2263. Make Array Non-decreasing or Non-increasing - Leetcode Solution

Problem Description

Given an integer array nums, your task is to determine the minimum number of operations required to make the array either non-decreasing or non-increasing. In one operation, you can change any single element of the array to any integer value of your choice.

Definitions:

An array is non-decreasing if for every i, nums[i] ≤ nums[i+1].
An array is non-increasing if for every i, nums[i] ≥ nums[i+1].

The goal is to find the minimum number of changes needed so that nums becomes either non-decreasing or non-increasing.

Constraints:

There is always at least one valid solution.
You may change the same element multiple times, but each change counts as an operation.
Do not reuse elements in a way that violates the array order.

Thought Process

To solve this problem, let's first think about what it means to convert the array into a non-decreasing or non-increasing sequence. For each option, we want to minimize the number of changes. A brute-force approach would be to try all possible sequences, but this is not efficient.

Instead, we realize that for each position, we can compare the original array to the closest possible non-decreasing and non-increasing sequences, and count the mismatches (places where nums[i] does not match the target sequence). The minimum of these two counts is our answer.

This leads us to consider dynamic programming or using Longest Non-Decreasing/Non-Increasing Subsequence (LNDS/LNIS) concepts. The key insight is that the minimum number of changes equals the array length minus the length of the longest non-decreasing (or non-increasing) subsequence.

Why? Because if we keep the elements that form this subsequence and only change the rest, we minimize operations.

Solution Approach

Let's break down the steps to solve the problem efficiently:

Find the length of the Longest Non-Decreasing Subsequence (LNDS):
- This tells us the maximum number of elements we can keep unchanged if we want a non-decreasing array.
Find the length of the Longest Non-Increasing Subsequence (LNIS):
- This tells us the maximum number of elements we can keep unchanged if we want a non-increasing array.

▶ **Stated exercise A**:
Change "small lake" to "pond" in the records from the line containing "point: red plant" through the end of the records, and give those lines again with nothing else altered.
The text and the records are unrelated and should be treated as separate material.

▶ **Supplied data**:
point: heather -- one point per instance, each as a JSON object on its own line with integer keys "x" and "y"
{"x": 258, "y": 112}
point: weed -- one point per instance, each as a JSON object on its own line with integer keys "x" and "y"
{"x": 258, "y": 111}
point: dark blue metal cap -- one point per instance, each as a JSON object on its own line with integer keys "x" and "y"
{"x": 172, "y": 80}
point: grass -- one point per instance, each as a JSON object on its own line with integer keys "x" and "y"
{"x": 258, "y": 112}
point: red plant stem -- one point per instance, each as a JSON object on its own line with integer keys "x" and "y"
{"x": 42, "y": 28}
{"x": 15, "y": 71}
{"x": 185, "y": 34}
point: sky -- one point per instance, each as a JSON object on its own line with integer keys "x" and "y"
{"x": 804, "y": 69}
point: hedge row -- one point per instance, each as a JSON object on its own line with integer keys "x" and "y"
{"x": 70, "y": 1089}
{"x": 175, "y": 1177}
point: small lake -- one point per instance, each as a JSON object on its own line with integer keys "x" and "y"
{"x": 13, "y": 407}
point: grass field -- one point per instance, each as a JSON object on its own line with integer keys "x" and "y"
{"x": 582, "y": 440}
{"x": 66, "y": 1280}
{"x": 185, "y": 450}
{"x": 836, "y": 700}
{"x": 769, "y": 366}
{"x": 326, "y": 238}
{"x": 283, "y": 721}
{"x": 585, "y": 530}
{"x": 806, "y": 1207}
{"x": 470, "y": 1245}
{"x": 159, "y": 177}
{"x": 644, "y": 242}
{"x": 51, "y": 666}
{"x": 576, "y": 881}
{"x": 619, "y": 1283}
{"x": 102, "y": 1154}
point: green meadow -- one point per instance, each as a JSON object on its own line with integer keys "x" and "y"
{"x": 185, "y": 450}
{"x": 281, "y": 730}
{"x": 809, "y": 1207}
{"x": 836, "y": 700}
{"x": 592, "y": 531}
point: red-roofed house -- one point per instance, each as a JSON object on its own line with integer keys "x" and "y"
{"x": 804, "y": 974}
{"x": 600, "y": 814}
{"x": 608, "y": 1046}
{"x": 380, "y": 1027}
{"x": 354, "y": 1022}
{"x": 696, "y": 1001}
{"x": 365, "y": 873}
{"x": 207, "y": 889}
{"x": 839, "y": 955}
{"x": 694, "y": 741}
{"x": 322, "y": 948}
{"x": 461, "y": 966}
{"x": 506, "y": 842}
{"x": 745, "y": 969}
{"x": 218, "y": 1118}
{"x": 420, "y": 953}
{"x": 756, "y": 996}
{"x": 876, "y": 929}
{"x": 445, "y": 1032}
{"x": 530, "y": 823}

▶ **Stated exercise B**:
Answer these questions about the Leetcode solution page:
(i) In one operation, what may a single element of the array be changed to?
(ii) According to the key insight, what does the minimum number of changes equal?
(iii) What does the length of the Longest Non-Increasing Subsequence tell us?

▶ **Correct answer A**:
point: red plant stem -- one point per instance, each as a JSON object on its own line with integer keys "x" and "y"
{"x": 42, "y": 28}
{"x": 15, "y": 71}
{"x": 185, "y": 34}
point: sky -- one point per instance, each as a JSON object on its own line with integer keys "x" and "y"
{"x": 804, "y": 69}
point: hedge row -- one point per instance, each as a JSON object on its own line with integer keys "x" and "y"
{"x": 70, "y": 1089}
{"x": 175, "y": 1177}
point: pond -- one point per instance, each as a JSON object on its own line with integer keys "x" and "y"
{"x": 13, "y": 407}
point: grass field -- one point per instance, each as a JSON object on its own line with integer keys "x" and "y"
{"x": 582, "y": 440}
{"x": 66, "y": 1280}
{"x": 185, "y": 450}
{"x": 836, "y": 700}
{"x": 769, "y": 366}
{"x": 326, "y": 238}
{"x": 283, "y": 721}
{"x": 585, "y": 530}
{"x": 806, "y": 1207}
{"x": 470, "y": 1245}
{"x": 159, "y": 177}
{"x": 644, "y": 242}
{"x": 51, "y": 666}
{"x": 576, "y": 881}
{"x": 619, "y": 1283}
{"x": 102, "y": 1154}
point: green meadow -- one point per instance, each as a JSON object on its own line with integer keys "x" and "y"
{"x": 185, "y": 450}
{"x": 281, "y": 730}
{"x": 809, "y": 1207}
{"x": 836, "y": 700}
{"x": 592, "y": 531}
point: red-roofed house -- one point per instance, each as a JSON object on its own line with integer keys "x" and "y"
{"x": 804, "y": 974}
{"x": 600, "y": 814}
{"x": 608, "y": 1046}
{"x": 380, "y": 1027}
{"x": 354, "y": 1022}
{"x": 696, "y": 1001}
{"x": 365, "y": 873}
{"x": 207, "y": 889}
{"x": 839, "y": 955}
{"x": 694, "y": 741}
{"x": 322, "y": 948}
{"x": 461, "y": 966}
{"x": 506, "y": 842}
{"x": 745, "y": 969}
{"x": 218, "y": 1118}
{"x": 420, "y": 953}
{"x": 756, "y": 996}
{"x": 876, "y": 929}
{"x": 445, "y": 1032}
{"x": 530, "y": 823}

▶ **Correct answer B**:
(i) Any integer value of your choice.
(ii) The array length minus the length of the longest non-decreasing (or non-increasing) subsequence.
(iii) The maximum number of elements we can keep unchanged if we want a non-increasing array.